_Written task_. Leave out all pictures. Extract exactly the lines from the one containing "For every instance of the long" through the end of the data.
╭─ Data lines
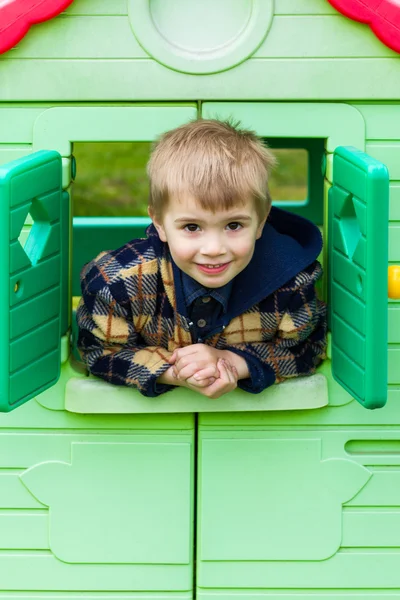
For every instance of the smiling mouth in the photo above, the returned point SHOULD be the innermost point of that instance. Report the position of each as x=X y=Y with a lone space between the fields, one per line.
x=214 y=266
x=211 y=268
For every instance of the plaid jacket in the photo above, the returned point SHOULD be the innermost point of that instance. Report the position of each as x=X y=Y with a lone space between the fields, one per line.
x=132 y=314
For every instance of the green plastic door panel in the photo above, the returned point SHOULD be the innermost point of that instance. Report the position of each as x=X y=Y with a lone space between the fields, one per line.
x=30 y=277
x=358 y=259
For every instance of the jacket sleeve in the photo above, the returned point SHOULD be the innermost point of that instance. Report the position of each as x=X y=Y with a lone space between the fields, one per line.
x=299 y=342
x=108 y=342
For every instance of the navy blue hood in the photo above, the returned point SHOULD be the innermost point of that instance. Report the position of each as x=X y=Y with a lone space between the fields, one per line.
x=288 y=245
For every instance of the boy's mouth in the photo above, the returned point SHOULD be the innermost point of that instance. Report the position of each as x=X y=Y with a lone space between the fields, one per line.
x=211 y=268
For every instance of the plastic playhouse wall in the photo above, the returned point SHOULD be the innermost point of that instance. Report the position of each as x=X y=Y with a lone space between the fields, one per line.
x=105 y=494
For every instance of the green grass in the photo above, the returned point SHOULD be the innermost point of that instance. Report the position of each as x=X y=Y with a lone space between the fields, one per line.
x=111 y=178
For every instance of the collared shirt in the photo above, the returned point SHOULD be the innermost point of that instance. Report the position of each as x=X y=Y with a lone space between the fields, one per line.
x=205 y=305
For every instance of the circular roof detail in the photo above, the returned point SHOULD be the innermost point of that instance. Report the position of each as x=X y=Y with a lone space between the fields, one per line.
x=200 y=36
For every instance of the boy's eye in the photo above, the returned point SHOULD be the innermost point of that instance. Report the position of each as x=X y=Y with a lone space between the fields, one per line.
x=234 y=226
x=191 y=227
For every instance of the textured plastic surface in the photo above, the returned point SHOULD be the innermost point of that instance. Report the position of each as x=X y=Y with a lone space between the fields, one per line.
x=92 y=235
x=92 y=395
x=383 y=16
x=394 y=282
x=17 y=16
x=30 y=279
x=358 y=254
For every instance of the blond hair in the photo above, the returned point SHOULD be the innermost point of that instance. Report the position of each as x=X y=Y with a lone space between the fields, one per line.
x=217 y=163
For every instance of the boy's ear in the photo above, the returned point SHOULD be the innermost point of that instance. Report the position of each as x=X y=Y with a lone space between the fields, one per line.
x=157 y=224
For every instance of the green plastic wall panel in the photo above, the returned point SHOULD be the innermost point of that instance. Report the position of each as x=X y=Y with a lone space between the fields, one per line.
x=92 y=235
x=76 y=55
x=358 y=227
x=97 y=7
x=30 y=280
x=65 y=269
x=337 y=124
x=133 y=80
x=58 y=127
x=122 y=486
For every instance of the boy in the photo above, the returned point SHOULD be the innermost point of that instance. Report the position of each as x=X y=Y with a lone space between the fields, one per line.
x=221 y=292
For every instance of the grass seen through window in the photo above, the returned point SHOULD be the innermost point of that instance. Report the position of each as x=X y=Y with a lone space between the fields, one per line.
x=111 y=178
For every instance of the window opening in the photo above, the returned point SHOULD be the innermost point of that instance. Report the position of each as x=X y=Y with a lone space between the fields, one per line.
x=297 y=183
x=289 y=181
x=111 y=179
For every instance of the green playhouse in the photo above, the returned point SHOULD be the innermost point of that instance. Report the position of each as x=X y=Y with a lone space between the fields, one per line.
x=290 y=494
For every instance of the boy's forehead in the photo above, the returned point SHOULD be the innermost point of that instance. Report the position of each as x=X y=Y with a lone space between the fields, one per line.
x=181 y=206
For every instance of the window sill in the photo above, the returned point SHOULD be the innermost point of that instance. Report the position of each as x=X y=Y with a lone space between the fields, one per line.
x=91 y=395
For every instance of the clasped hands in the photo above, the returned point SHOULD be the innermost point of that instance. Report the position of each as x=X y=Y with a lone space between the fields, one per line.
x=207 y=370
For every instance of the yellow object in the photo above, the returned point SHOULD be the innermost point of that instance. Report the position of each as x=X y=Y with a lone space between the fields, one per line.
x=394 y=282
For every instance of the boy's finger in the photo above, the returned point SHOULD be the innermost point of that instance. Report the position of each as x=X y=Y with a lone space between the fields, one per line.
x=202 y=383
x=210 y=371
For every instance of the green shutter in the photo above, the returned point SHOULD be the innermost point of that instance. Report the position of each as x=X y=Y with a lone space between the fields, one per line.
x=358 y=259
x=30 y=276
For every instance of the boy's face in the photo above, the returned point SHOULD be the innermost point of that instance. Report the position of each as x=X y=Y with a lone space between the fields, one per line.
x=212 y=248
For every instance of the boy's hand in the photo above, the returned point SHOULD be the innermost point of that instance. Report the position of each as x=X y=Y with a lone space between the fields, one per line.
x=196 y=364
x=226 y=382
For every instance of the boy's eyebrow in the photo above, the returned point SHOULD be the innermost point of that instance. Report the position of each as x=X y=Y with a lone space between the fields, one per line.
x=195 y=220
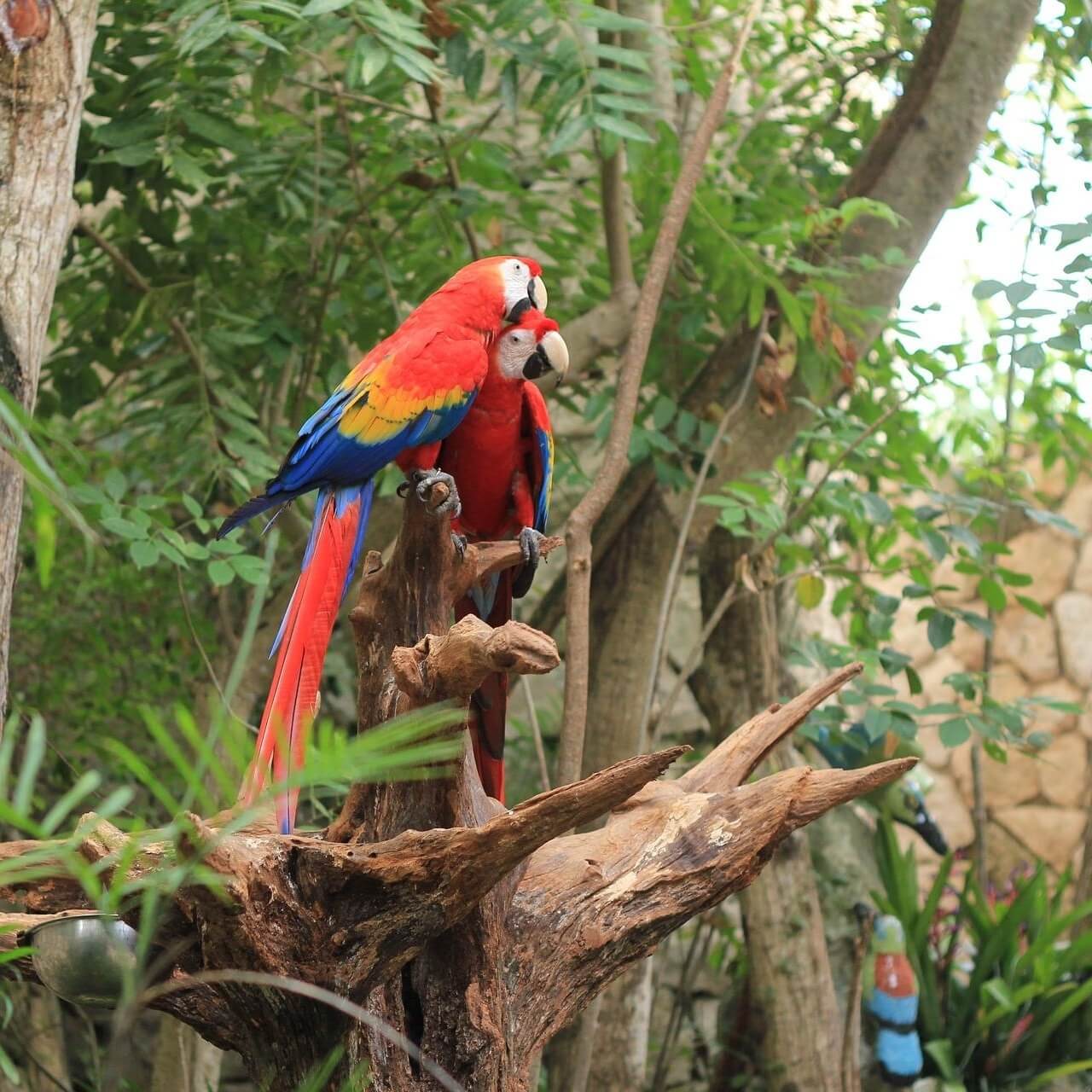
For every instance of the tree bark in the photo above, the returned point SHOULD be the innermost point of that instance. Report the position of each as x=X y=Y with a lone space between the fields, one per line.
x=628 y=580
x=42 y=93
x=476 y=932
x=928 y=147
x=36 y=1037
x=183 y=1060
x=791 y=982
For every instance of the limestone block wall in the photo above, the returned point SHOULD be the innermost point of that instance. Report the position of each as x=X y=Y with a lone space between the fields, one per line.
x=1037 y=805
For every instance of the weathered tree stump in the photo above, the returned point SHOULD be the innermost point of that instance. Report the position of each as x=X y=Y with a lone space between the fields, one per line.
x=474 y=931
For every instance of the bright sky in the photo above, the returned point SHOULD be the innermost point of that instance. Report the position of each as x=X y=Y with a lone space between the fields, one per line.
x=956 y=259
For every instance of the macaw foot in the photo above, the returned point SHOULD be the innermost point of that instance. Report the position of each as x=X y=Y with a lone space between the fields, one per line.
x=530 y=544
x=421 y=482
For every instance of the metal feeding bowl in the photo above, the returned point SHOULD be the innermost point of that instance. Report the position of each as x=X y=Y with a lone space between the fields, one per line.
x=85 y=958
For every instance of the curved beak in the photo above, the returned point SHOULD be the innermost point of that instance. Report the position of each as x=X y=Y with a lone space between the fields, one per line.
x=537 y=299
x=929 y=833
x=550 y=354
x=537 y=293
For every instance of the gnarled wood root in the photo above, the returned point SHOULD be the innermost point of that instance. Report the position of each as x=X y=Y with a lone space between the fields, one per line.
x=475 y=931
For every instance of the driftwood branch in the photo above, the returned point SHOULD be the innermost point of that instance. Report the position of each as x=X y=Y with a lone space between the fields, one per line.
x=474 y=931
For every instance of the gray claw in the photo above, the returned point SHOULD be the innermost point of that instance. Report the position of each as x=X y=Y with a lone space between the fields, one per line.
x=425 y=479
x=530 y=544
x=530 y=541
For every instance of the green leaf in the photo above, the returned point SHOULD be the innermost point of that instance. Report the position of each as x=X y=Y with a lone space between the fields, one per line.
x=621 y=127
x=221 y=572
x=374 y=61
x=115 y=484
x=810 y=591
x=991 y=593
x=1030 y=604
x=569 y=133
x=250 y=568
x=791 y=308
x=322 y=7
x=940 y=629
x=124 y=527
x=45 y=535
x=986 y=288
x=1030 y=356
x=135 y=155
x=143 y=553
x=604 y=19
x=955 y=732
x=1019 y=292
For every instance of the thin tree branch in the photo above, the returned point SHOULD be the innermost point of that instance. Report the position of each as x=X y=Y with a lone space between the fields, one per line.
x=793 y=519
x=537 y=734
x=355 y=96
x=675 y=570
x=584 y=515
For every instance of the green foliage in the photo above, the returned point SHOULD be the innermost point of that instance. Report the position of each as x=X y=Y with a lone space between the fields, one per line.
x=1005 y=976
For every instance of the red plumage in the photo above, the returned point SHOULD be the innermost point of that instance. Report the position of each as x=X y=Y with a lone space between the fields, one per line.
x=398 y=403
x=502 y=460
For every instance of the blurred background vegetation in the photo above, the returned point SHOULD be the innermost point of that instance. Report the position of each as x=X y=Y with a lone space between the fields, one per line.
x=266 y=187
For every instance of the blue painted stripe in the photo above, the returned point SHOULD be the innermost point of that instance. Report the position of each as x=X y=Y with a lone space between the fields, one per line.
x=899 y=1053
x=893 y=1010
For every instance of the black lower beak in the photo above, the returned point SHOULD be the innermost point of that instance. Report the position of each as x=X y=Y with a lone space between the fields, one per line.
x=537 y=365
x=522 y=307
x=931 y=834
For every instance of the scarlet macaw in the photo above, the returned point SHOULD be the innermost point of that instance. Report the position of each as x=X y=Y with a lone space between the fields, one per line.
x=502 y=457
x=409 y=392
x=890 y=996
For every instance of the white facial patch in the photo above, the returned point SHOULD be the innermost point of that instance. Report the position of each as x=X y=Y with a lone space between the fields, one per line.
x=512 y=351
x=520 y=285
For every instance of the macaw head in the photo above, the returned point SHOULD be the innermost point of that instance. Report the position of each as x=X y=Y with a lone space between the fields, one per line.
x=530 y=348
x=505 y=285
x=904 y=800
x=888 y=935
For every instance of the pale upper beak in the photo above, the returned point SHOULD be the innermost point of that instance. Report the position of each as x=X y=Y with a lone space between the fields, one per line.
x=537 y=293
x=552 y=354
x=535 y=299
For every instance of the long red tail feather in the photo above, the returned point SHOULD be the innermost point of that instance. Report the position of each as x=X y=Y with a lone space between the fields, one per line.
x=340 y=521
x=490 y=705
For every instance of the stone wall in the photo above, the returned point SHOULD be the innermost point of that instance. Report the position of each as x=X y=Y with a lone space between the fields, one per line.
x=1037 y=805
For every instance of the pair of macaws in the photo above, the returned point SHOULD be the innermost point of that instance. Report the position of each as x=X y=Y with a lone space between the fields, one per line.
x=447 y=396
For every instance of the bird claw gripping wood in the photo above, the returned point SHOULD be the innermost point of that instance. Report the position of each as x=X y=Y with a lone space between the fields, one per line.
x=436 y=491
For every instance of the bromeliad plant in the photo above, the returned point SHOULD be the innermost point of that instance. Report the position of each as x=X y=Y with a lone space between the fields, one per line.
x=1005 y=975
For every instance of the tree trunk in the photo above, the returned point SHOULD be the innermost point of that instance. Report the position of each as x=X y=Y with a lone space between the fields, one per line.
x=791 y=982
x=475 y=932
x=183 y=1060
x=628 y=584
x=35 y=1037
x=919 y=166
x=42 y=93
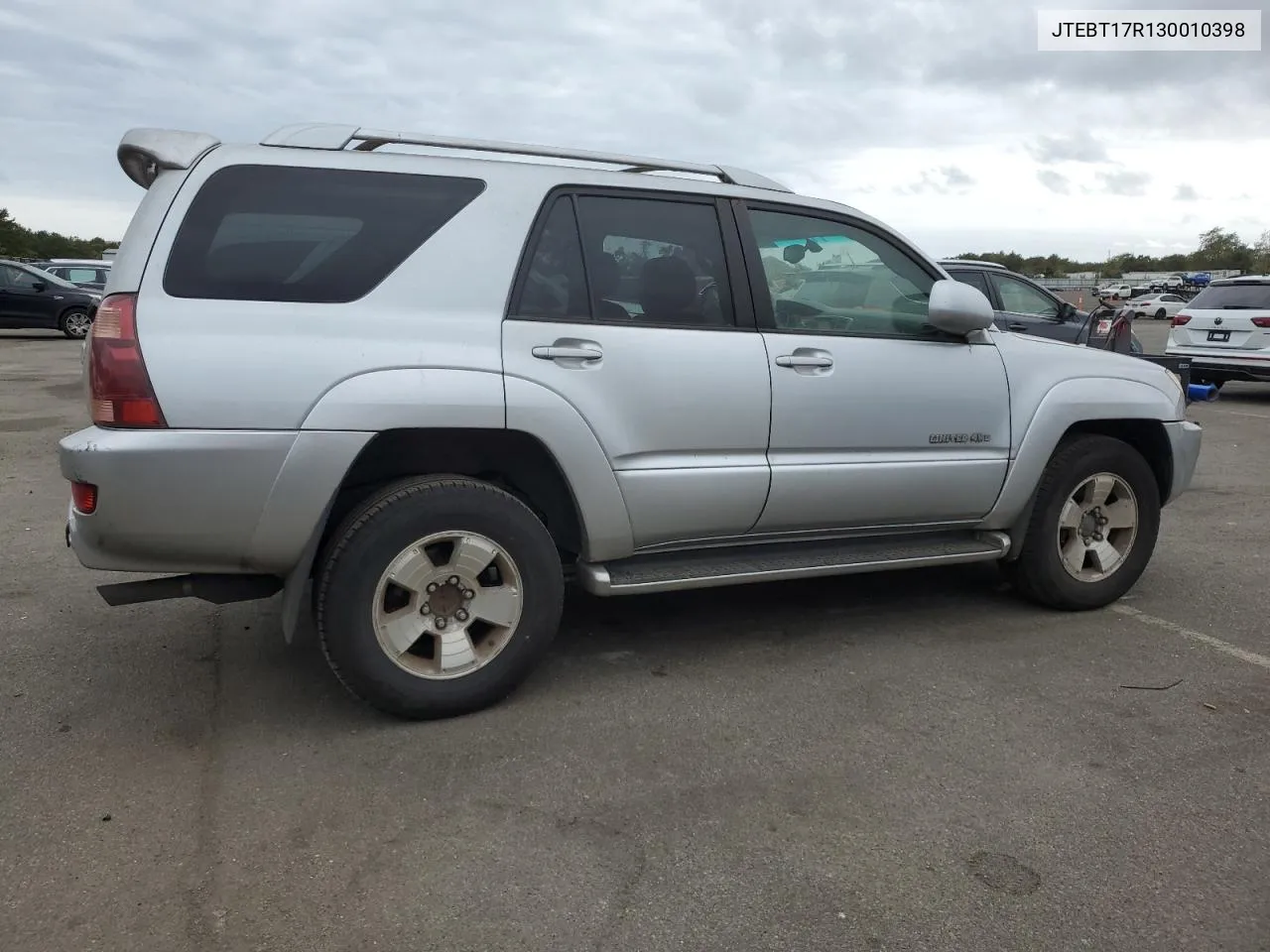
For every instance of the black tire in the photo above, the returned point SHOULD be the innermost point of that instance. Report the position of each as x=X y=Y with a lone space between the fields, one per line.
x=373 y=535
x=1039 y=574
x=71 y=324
╰─
_Exercise solution_.
For every instance of the long red tail feather in the photo above, the returned point SHOULD be the innermost point of that instance. Report the position of each as x=X y=Y with a lone space between the fields, one per line.
x=340 y=521
x=490 y=705
For every instance of the stone wall in the photo above, the returned point SHOULD be the innermost point of that instance. Report the position of each as x=X y=Y with a lone space between the fields, one per line.
x=1037 y=805
For every instance of the pair of macaws in the photo above, the returned point SHOULD be the innermost point of that instance. Report the position of each as x=X y=Y with a lone space between the fields, one per line.
x=447 y=396
For every instance of the bird claw gripping wood in the photo above, the returned point SHOULD be the innermost point of that instance. Report the position of each as x=X y=Y with a lone space between the fields, one per line.
x=436 y=491
For every instance of the bromeliad plant in the photo above, the returned point SHOULD be the innermost point of that instance. Report the position of each as x=X y=Y with a lone space between the fields, one per line.
x=1005 y=975
For every instance of the tree trunk in the photo above, the returned point SHOULD be the innermost point of that instance. Report the position of each as x=X y=Y with a lone space between the fields, one per line.
x=791 y=982
x=475 y=932
x=183 y=1060
x=628 y=584
x=35 y=1037
x=919 y=166
x=42 y=93
For every instance of the black tire in the photo above, the returned point SHOULD be the innermost point of that instance. Report the position of each as x=X y=Y with a lone space between the fields, one per line.
x=373 y=535
x=1039 y=574
x=71 y=324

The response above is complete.